Pull out every line of the entries below that contains the string "mark", and copy each one unchanged.

· · · ·

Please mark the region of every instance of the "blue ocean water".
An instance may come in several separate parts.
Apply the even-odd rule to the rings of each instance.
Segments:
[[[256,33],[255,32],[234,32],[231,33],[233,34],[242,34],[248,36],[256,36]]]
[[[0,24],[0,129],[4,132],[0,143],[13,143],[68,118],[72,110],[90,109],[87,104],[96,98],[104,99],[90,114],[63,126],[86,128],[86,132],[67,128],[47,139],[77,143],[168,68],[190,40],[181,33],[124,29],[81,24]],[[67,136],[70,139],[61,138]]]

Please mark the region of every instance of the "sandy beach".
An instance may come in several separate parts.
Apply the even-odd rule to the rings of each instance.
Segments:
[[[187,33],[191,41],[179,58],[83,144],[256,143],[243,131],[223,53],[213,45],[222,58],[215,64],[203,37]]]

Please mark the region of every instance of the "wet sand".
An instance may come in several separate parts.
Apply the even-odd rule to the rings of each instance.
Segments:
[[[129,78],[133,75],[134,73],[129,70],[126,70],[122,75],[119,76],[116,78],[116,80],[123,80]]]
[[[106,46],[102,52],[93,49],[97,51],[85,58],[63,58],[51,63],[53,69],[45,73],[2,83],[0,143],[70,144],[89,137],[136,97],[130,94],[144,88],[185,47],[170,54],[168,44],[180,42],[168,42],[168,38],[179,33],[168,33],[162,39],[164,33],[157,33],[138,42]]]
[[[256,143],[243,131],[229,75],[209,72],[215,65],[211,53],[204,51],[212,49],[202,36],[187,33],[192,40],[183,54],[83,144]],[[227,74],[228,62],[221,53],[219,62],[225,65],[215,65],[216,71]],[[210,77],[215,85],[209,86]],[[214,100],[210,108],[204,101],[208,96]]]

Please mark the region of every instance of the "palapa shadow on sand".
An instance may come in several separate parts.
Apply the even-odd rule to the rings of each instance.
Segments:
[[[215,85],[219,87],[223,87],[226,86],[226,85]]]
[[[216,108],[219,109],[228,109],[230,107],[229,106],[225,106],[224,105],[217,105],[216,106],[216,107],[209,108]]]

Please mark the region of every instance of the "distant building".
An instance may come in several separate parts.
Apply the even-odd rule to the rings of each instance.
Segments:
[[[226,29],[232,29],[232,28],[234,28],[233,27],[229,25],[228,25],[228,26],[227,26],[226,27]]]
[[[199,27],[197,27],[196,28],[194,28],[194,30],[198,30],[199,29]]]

· · · ·

§ **FINAL RESULT**:
Please mark the region of every instance of the "blue ocean water".
Please mark the region of every instance of the "sandy beach".
Please mark the region of every instance of the "wet sand".
Please mark the region of every instance of the "palapa shadow on sand".
Please mark the region of every instance of the "distant building".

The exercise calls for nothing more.